We create domain-specific features that capture important relationships in the data:

### Distance Features
- **Euclidean & Manhattan distances** to hydrology sources
- **Distance ratios** between hydrology, roads, and fire points

### Terrain Features
- **Elevation interactions** with vertical distance to hydrology
- **Hillshade statistics**: mean and range across time points
- **Aspect decomposition**: North-South and East-West components (cosine/sine transform)

### Categorical Features
- **Wilderness Area ID**: Collapsed from binary columns
- **Soil Type ID**: Collapsed from 40 binary columns
- **Climate Zone**: Derived from soil classification
- **Stony Soil Indicator**: Based on domain knowledge of soil descriptions


In [None]:
def create_features(df):
    """
    Create advanced features from raw data.
    Returns processed dataframe and list of categorical feature names.
    """
    df = df.copy()
    
    # --- Distance Features ---
    # Euclidean and Manhattan distance to hydrology
    df['Hydro_Euclidean'] = np.sqrt(
        df['Horizontal_Distance_To_Hydrology']**2 + 
        df['Vertical_Distance_To_Hydrology']**2
    )
    df['Hydro_Manhattan'] = (
        np.abs(df['Horizontal_Distance_To_Hydrology']) + 
        np.abs(df['Vertical_Distance_To_Hydrology'])
    )
    
    # --- Elevation Interactions ---
    df['Elev_minus_Hydro_Vert'] = df['Elevation'] - df['Vertical_Distance_To_Hydrology']
    df['Elev_plus_Hydro_Vert'] = df['Elevation'] + df['Vertical_Distance_To_Hydrology']
    
    # --- Distance Ratios ---
    eps = 1e-6  # Small constant to avoid division by zero
    df['Hydro_Road_Ratio'] = (
        df['Horizontal_Distance_To_Hydrology'] / 
        (df['Horizontal_Distance_To_Roadways'] + eps)
    )

● **EXTRACTED ENTRIES**:

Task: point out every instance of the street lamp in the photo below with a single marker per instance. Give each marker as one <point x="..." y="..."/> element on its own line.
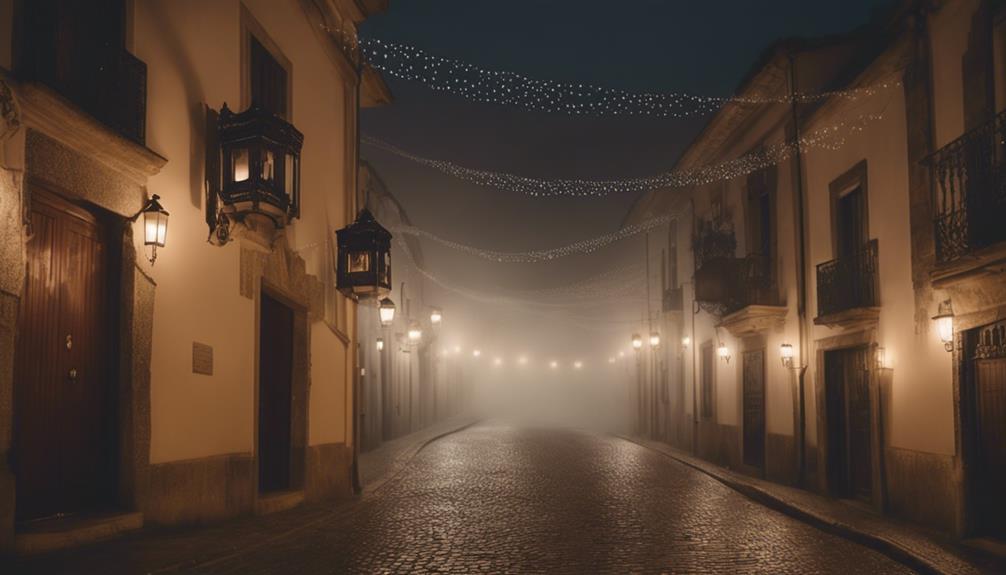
<point x="637" y="342"/>
<point x="723" y="352"/>
<point x="945" y="324"/>
<point x="786" y="354"/>
<point x="385" y="310"/>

● **PROBLEM DESCRIPTION**:
Copy out the part of the feature engineering text above from "### Terrain Features" up to and including "components (cosine/sine transform)".

● **THE ANSWER**:
### Terrain Features
- **Elevation interactions** with vertical distance to hydrology
- **Hillshade statistics**: mean and range across time points
- **Aspect decomposition**: North-South and East-West components (cosine/sine transform)